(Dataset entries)
===============

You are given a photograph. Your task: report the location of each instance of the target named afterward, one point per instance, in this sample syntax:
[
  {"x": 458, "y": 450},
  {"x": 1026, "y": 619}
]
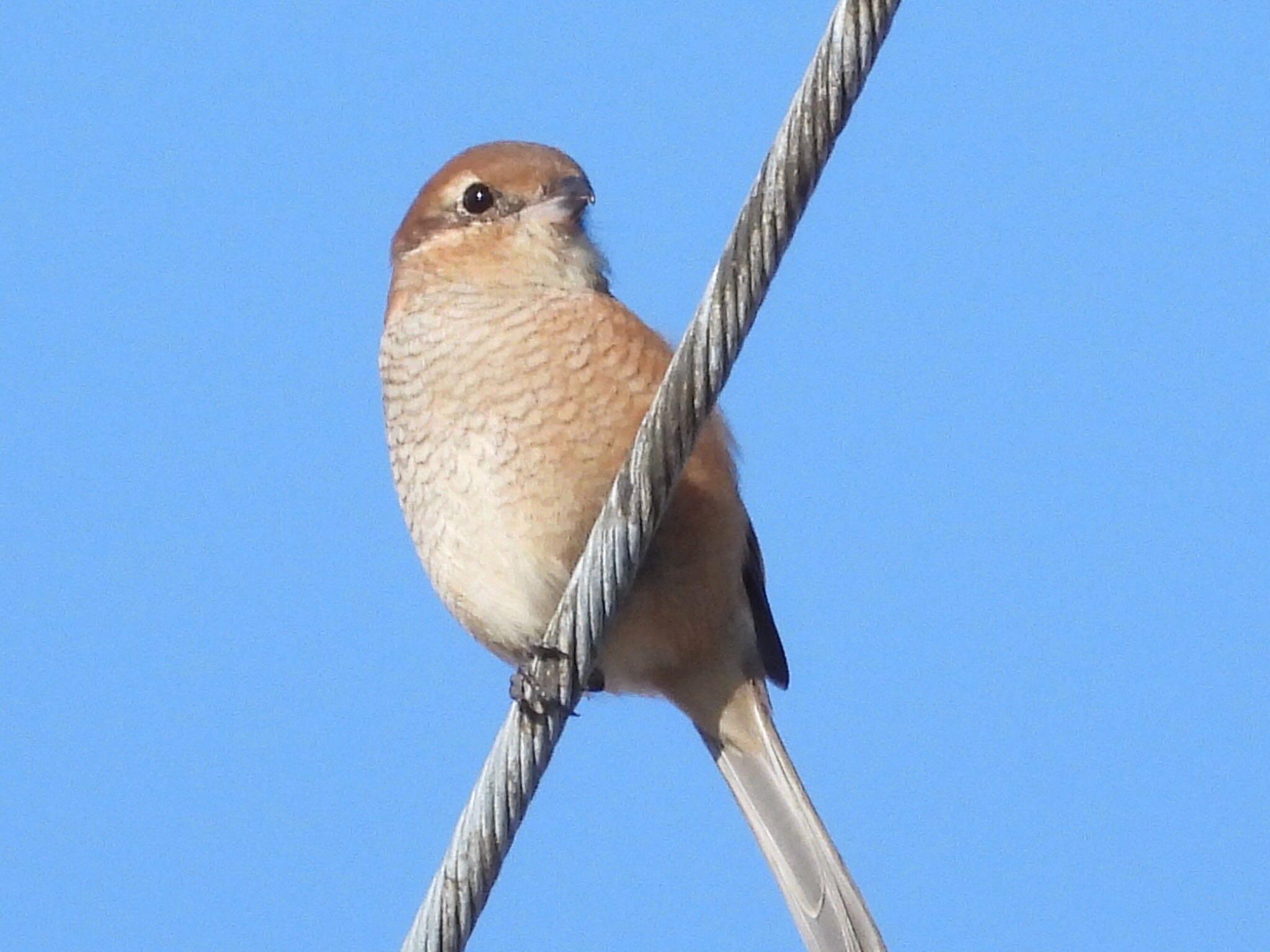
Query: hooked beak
[{"x": 563, "y": 200}]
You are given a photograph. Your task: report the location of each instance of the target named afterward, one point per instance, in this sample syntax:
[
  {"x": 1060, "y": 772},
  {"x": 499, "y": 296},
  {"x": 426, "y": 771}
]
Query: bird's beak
[{"x": 563, "y": 200}]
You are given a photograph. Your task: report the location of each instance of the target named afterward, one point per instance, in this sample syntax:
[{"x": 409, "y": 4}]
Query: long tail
[{"x": 824, "y": 899}]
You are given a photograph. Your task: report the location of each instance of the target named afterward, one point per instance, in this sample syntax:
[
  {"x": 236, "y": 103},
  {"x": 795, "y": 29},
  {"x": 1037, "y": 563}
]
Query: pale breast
[{"x": 505, "y": 432}]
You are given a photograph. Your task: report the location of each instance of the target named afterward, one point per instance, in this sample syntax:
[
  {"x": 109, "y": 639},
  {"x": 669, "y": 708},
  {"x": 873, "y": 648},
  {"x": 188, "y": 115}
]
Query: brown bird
[{"x": 513, "y": 385}]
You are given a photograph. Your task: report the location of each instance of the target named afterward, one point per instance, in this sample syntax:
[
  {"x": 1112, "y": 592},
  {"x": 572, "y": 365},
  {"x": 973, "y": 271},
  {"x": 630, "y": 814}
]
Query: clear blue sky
[{"x": 1005, "y": 425}]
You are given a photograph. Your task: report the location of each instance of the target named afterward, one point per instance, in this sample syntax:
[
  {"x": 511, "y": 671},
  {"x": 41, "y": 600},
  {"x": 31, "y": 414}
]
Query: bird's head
[{"x": 502, "y": 215}]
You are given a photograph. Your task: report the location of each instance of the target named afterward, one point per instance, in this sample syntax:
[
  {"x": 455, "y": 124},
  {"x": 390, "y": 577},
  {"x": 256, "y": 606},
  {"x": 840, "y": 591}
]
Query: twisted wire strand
[{"x": 643, "y": 488}]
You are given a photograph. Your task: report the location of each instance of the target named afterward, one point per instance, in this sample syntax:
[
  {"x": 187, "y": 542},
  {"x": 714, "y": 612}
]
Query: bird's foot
[{"x": 536, "y": 683}]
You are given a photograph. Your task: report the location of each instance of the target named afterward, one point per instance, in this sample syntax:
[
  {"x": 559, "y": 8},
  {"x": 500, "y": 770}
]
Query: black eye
[{"x": 478, "y": 198}]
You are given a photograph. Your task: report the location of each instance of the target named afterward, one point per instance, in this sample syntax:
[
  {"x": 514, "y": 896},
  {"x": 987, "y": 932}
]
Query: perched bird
[{"x": 513, "y": 385}]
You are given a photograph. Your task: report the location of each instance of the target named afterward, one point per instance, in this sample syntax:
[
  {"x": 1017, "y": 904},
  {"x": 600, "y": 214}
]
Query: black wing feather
[{"x": 770, "y": 649}]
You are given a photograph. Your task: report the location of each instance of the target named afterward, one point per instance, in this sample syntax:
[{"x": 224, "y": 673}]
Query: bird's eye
[{"x": 478, "y": 198}]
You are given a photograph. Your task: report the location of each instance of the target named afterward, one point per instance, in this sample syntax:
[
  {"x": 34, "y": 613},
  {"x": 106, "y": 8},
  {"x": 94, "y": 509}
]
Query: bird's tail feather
[{"x": 825, "y": 902}]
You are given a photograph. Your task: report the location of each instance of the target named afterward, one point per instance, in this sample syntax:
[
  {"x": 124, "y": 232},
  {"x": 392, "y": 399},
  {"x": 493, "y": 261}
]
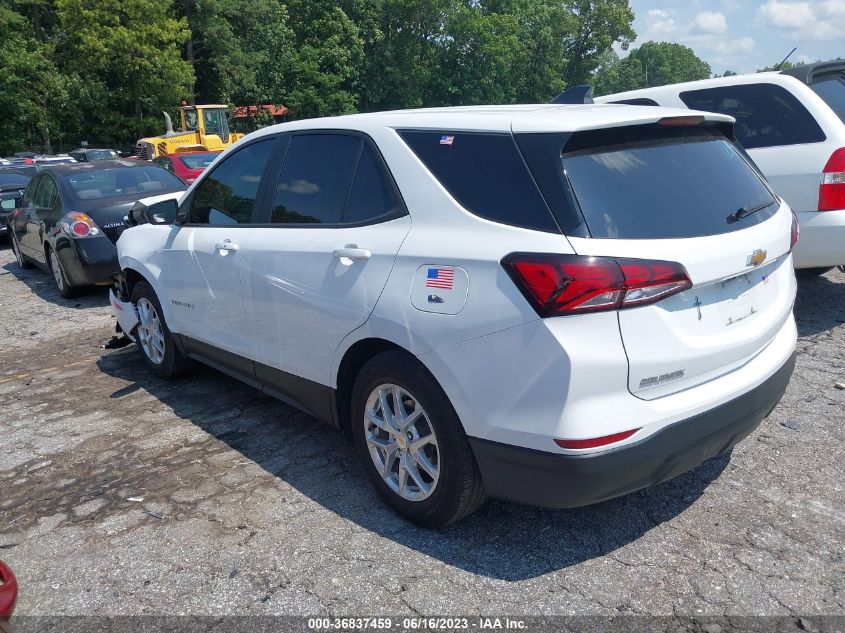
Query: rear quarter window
[
  {"x": 767, "y": 115},
  {"x": 485, "y": 174}
]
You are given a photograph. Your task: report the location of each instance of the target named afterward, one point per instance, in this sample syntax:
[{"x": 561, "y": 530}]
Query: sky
[{"x": 744, "y": 35}]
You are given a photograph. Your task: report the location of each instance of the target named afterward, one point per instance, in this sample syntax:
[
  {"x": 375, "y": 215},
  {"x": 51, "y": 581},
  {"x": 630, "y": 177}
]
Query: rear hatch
[{"x": 685, "y": 194}]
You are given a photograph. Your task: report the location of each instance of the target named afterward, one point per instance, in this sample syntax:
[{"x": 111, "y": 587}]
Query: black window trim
[
  {"x": 367, "y": 139},
  {"x": 262, "y": 197}
]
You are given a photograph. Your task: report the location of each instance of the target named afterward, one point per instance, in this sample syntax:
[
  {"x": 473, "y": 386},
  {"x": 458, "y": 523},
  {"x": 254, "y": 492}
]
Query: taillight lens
[
  {"x": 79, "y": 225},
  {"x": 832, "y": 189},
  {"x": 557, "y": 284}
]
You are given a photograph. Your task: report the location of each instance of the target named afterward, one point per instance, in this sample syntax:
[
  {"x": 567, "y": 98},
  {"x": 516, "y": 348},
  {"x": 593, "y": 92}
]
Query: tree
[
  {"x": 128, "y": 53},
  {"x": 652, "y": 64}
]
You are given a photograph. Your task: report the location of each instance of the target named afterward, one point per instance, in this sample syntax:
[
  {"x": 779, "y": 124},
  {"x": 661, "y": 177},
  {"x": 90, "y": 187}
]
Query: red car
[
  {"x": 187, "y": 166},
  {"x": 8, "y": 594}
]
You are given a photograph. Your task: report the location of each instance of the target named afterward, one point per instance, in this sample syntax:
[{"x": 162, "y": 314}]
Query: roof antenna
[
  {"x": 575, "y": 94},
  {"x": 778, "y": 67}
]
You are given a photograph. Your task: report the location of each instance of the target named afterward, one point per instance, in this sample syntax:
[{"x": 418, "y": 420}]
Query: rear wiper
[{"x": 744, "y": 212}]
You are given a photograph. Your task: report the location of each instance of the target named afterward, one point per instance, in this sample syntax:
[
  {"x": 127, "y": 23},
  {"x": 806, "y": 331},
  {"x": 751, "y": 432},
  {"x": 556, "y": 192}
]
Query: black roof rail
[{"x": 575, "y": 94}]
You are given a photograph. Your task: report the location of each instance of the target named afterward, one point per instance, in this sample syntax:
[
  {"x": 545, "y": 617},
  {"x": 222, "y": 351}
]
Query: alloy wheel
[
  {"x": 150, "y": 331},
  {"x": 402, "y": 442}
]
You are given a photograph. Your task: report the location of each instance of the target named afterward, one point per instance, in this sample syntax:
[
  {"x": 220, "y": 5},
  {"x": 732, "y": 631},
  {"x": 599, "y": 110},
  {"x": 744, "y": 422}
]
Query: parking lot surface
[{"x": 124, "y": 494}]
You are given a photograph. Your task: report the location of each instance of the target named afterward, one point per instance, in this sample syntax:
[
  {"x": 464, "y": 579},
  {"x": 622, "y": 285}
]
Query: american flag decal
[{"x": 442, "y": 278}]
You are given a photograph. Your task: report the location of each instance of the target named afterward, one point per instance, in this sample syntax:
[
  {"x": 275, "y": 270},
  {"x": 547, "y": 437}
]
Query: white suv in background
[
  {"x": 792, "y": 124},
  {"x": 551, "y": 304}
]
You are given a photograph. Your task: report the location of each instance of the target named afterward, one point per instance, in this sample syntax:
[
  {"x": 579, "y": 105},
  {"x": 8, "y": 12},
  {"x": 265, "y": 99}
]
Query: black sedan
[
  {"x": 71, "y": 216},
  {"x": 12, "y": 184}
]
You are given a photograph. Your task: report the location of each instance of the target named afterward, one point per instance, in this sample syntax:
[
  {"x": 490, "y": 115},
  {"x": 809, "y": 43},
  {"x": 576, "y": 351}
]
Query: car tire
[
  {"x": 153, "y": 337},
  {"x": 59, "y": 277},
  {"x": 809, "y": 273},
  {"x": 456, "y": 490},
  {"x": 23, "y": 260}
]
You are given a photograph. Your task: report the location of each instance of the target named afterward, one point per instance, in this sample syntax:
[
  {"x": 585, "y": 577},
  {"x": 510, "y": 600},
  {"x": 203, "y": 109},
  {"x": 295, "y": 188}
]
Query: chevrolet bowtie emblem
[{"x": 756, "y": 258}]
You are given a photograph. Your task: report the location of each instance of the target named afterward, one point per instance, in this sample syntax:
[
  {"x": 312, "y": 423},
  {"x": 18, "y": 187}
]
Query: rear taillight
[
  {"x": 832, "y": 189},
  {"x": 79, "y": 225},
  {"x": 557, "y": 284}
]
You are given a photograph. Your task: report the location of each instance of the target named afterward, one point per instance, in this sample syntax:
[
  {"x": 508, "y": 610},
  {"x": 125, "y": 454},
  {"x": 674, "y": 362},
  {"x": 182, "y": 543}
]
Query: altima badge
[{"x": 756, "y": 258}]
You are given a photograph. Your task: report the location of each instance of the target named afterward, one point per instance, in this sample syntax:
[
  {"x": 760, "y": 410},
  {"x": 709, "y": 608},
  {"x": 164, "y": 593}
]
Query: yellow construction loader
[{"x": 204, "y": 128}]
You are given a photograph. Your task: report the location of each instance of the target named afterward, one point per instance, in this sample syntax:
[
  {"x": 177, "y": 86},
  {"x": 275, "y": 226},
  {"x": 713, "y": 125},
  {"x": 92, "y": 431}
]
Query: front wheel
[
  {"x": 157, "y": 344},
  {"x": 412, "y": 442}
]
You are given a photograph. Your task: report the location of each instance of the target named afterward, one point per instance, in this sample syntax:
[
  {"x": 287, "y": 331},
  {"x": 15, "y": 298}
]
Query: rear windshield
[
  {"x": 121, "y": 181},
  {"x": 198, "y": 161},
  {"x": 832, "y": 90},
  {"x": 663, "y": 184}
]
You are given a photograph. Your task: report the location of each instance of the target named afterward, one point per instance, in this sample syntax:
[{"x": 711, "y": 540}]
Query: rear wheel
[
  {"x": 158, "y": 347},
  {"x": 65, "y": 289},
  {"x": 23, "y": 260},
  {"x": 412, "y": 442},
  {"x": 809, "y": 273}
]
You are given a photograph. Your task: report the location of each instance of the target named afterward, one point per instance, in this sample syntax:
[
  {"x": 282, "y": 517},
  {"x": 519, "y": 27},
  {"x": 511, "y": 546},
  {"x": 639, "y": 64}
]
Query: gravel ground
[{"x": 124, "y": 494}]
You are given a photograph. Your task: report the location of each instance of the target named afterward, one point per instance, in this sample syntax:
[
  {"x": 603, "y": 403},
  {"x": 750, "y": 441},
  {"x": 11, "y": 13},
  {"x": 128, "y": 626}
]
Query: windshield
[
  {"x": 833, "y": 92},
  {"x": 198, "y": 161},
  {"x": 665, "y": 184},
  {"x": 122, "y": 181}
]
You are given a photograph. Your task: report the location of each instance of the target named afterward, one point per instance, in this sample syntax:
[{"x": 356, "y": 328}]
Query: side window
[
  {"x": 485, "y": 174},
  {"x": 766, "y": 115},
  {"x": 228, "y": 194},
  {"x": 316, "y": 176},
  {"x": 373, "y": 194},
  {"x": 46, "y": 195}
]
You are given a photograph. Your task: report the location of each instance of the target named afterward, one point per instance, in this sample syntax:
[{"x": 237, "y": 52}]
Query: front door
[{"x": 203, "y": 264}]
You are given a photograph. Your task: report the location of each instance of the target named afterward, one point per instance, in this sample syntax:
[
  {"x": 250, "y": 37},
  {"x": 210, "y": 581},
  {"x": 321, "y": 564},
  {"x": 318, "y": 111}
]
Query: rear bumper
[
  {"x": 88, "y": 261},
  {"x": 822, "y": 240},
  {"x": 565, "y": 481}
]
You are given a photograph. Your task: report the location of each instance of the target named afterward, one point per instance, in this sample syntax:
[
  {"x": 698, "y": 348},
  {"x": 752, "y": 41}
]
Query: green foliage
[
  {"x": 103, "y": 70},
  {"x": 652, "y": 64}
]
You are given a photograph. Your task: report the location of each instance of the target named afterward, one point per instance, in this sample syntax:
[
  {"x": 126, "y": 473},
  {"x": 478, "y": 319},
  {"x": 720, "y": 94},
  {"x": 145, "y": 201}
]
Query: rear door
[
  {"x": 318, "y": 265},
  {"x": 686, "y": 195}
]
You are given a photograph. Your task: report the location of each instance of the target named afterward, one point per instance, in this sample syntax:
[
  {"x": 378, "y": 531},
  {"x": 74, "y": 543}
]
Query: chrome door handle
[
  {"x": 353, "y": 252},
  {"x": 226, "y": 245}
]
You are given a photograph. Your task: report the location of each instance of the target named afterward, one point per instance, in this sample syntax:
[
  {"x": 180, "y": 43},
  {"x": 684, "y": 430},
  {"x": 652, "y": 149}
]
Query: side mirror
[{"x": 163, "y": 212}]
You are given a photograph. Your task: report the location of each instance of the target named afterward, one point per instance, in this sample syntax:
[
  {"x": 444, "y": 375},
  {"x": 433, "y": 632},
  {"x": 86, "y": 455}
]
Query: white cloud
[
  {"x": 711, "y": 22},
  {"x": 660, "y": 22},
  {"x": 814, "y": 20}
]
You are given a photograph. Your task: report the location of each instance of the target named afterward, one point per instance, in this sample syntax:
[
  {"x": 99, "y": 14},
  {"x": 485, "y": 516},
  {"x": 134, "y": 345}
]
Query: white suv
[
  {"x": 792, "y": 124},
  {"x": 551, "y": 304}
]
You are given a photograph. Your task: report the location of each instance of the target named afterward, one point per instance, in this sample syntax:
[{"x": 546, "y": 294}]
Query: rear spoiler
[{"x": 574, "y": 95}]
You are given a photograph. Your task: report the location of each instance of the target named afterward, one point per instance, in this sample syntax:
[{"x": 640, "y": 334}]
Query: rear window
[
  {"x": 766, "y": 115},
  {"x": 831, "y": 88},
  {"x": 485, "y": 174},
  {"x": 121, "y": 181},
  {"x": 198, "y": 161},
  {"x": 661, "y": 183}
]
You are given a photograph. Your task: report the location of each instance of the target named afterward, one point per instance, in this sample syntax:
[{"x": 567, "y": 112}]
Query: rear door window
[
  {"x": 831, "y": 88},
  {"x": 766, "y": 115},
  {"x": 663, "y": 183},
  {"x": 485, "y": 174}
]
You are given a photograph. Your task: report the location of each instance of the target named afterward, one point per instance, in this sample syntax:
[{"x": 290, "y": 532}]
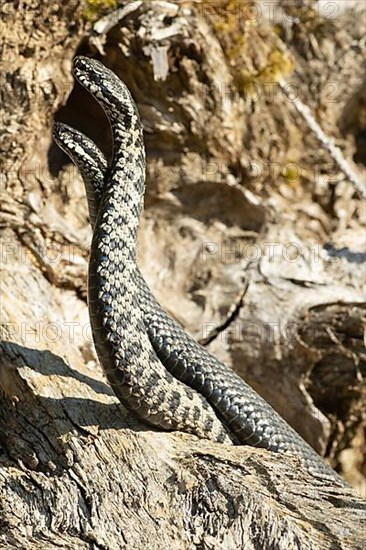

===============

**Exercise instructions**:
From the line that includes "Query: rear window" on down to the last line of the entries above, set down each line exactly, leaving out the pictures.

**Written answer**:
Query: rear window
[
  {"x": 766, "y": 115},
  {"x": 831, "y": 88},
  {"x": 485, "y": 174},
  {"x": 121, "y": 181},
  {"x": 198, "y": 161},
  {"x": 661, "y": 183}
]
You are given a photograph. Your task: report the location of each instance of the target named afterward, one point per instance, in this sample syntax:
[{"x": 567, "y": 112}]
Query: rear door window
[
  {"x": 831, "y": 88},
  {"x": 766, "y": 115},
  {"x": 663, "y": 183},
  {"x": 485, "y": 174}
]
You are given a photograph. Your task: report the location of each instance of the target named afterward, one point per instance, in this sample syntax:
[{"x": 290, "y": 532}]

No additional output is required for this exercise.